# Work instructions
Whichever lines of the entries hold the word "mane" should be identified and copied.

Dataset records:

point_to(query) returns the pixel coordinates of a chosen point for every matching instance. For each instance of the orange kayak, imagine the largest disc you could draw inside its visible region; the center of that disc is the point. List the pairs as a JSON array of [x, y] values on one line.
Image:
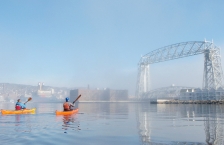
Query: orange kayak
[[25, 111], [66, 112]]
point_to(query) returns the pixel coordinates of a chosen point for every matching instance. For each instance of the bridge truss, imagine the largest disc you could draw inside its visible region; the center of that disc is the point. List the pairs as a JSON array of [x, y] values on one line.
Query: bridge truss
[[213, 75]]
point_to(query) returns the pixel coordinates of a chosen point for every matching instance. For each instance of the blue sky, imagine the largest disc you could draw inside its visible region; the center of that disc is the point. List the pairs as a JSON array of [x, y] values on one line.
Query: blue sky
[[71, 43]]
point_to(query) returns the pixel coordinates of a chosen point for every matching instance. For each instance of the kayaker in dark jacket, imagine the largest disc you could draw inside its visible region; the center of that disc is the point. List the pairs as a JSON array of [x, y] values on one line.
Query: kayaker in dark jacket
[[67, 105], [20, 105]]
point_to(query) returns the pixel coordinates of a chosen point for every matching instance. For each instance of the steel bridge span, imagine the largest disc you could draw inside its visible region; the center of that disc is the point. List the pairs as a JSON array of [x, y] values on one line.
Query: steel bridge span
[[212, 77]]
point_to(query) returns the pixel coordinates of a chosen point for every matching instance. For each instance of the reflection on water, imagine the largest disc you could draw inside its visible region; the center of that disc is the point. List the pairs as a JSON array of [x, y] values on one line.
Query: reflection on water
[[180, 124], [69, 122], [116, 123]]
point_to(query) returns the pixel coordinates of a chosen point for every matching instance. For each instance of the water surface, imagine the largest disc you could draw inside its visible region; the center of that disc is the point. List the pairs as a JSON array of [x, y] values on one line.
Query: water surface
[[115, 124]]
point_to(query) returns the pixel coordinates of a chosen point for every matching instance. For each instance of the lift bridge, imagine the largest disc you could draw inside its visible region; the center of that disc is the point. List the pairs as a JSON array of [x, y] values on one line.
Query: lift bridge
[[212, 88]]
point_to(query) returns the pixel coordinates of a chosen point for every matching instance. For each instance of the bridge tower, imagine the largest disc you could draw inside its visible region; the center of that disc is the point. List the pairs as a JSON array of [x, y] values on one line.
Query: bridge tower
[[213, 75], [144, 78]]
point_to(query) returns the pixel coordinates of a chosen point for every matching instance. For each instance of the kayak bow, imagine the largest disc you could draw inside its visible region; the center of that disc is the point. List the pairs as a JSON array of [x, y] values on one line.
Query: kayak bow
[[66, 112], [25, 111]]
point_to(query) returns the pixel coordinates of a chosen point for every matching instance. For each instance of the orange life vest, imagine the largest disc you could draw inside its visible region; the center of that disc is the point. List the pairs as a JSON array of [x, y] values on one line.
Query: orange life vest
[[66, 106]]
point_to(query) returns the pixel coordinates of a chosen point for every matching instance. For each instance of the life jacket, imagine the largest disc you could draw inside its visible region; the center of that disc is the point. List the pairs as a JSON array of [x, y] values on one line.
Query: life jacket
[[66, 106], [18, 107]]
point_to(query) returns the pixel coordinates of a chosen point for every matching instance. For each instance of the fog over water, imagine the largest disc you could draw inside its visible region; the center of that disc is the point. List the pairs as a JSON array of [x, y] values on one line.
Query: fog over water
[[76, 44], [116, 123]]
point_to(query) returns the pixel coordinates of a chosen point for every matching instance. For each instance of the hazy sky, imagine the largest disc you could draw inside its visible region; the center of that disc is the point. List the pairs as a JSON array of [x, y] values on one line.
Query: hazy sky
[[76, 43]]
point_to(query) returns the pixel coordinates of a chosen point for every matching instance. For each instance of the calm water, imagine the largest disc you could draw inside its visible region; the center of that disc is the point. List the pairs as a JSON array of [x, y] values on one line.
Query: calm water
[[115, 124]]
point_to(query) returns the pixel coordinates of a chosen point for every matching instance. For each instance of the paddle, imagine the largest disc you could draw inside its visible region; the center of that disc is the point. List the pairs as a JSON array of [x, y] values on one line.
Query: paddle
[[77, 99], [29, 99]]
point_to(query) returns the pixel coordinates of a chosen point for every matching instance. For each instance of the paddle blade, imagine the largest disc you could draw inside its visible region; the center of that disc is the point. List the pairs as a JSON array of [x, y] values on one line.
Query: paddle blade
[[29, 99], [77, 98]]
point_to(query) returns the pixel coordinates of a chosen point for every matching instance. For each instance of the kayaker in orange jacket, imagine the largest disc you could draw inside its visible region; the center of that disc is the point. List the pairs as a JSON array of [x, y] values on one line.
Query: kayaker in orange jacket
[[67, 105], [20, 105]]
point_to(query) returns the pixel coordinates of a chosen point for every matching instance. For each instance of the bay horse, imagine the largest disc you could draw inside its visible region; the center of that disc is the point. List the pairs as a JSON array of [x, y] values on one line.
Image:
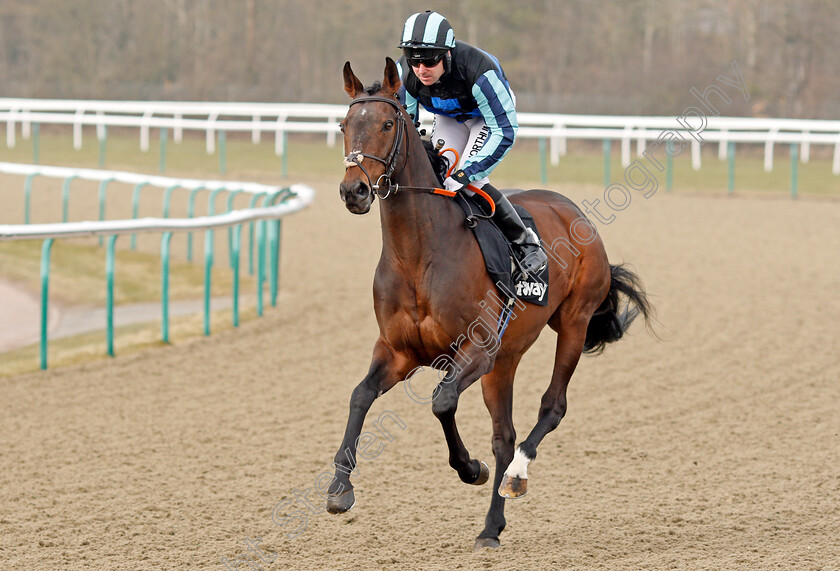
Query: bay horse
[[431, 284]]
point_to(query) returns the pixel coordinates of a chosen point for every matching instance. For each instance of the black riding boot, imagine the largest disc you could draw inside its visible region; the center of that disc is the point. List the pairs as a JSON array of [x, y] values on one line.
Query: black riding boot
[[526, 245]]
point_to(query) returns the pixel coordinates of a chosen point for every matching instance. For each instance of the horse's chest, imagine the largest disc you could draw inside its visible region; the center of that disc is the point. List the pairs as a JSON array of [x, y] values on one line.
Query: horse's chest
[[418, 332]]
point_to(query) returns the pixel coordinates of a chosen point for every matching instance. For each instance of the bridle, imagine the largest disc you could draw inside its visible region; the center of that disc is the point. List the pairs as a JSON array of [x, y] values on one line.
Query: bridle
[[354, 159]]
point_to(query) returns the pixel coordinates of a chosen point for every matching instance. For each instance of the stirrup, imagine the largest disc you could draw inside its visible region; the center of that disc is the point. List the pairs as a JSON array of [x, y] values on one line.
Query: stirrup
[[533, 259], [533, 262]]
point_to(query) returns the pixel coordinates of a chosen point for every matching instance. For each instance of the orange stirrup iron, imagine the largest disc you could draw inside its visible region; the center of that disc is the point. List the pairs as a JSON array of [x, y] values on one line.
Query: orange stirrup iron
[[471, 187]]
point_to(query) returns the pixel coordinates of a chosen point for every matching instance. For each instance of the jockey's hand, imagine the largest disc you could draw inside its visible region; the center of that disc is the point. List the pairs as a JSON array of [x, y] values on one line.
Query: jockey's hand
[[456, 181]]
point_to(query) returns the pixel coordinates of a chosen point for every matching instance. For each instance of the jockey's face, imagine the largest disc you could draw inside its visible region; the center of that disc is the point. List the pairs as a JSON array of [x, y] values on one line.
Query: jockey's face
[[428, 75]]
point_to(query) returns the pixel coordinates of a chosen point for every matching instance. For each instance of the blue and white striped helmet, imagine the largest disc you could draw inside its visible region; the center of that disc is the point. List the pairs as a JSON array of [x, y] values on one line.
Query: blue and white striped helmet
[[427, 30]]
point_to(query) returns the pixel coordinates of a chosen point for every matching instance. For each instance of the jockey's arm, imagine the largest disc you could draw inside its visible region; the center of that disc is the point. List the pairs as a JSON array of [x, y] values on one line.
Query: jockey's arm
[[497, 108]]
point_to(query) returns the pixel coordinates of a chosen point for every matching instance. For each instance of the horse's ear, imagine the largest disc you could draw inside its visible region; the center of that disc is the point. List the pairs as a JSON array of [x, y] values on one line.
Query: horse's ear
[[352, 85], [391, 83]]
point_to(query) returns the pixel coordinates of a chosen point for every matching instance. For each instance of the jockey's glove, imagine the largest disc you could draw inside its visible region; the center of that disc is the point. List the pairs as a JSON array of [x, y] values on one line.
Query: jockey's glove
[[456, 181]]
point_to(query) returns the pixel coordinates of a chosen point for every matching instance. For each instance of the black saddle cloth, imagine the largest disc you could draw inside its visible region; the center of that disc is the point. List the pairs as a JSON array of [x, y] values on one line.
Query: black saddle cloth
[[497, 253]]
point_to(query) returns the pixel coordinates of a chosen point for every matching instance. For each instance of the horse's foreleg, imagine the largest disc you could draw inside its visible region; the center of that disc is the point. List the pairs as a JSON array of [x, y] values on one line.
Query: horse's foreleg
[[386, 370], [497, 388], [444, 405], [552, 409]]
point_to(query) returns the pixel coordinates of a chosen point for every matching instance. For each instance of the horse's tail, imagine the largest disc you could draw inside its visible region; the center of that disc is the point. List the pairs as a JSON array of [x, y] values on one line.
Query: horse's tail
[[624, 302]]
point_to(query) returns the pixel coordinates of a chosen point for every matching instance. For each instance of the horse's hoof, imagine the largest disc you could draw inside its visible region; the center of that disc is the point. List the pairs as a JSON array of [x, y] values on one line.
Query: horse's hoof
[[342, 502], [483, 475], [486, 543], [512, 488]]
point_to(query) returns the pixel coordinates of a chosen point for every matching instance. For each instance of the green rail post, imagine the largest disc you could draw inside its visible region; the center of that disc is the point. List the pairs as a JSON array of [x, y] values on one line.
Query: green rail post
[[222, 153], [284, 160], [109, 294], [167, 199], [543, 162], [191, 214], [730, 154], [237, 239], [65, 197], [252, 204], [102, 143], [208, 267], [103, 186], [273, 237], [166, 238], [162, 159], [135, 209], [36, 143], [607, 145], [45, 296], [260, 264], [230, 229], [27, 196]]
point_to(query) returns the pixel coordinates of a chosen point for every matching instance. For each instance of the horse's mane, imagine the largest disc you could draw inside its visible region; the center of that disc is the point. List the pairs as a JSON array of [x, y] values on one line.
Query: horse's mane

# Answer
point_to(query) returns the pixel coordinates of a chosen point for every matching instance. For each instance of the horse's mane, imagine the largest disc you could draw inside its visible region; the center of that disc is the point. List the pairs as a JSON array of [x, y] values on one line.
Query: horse's mane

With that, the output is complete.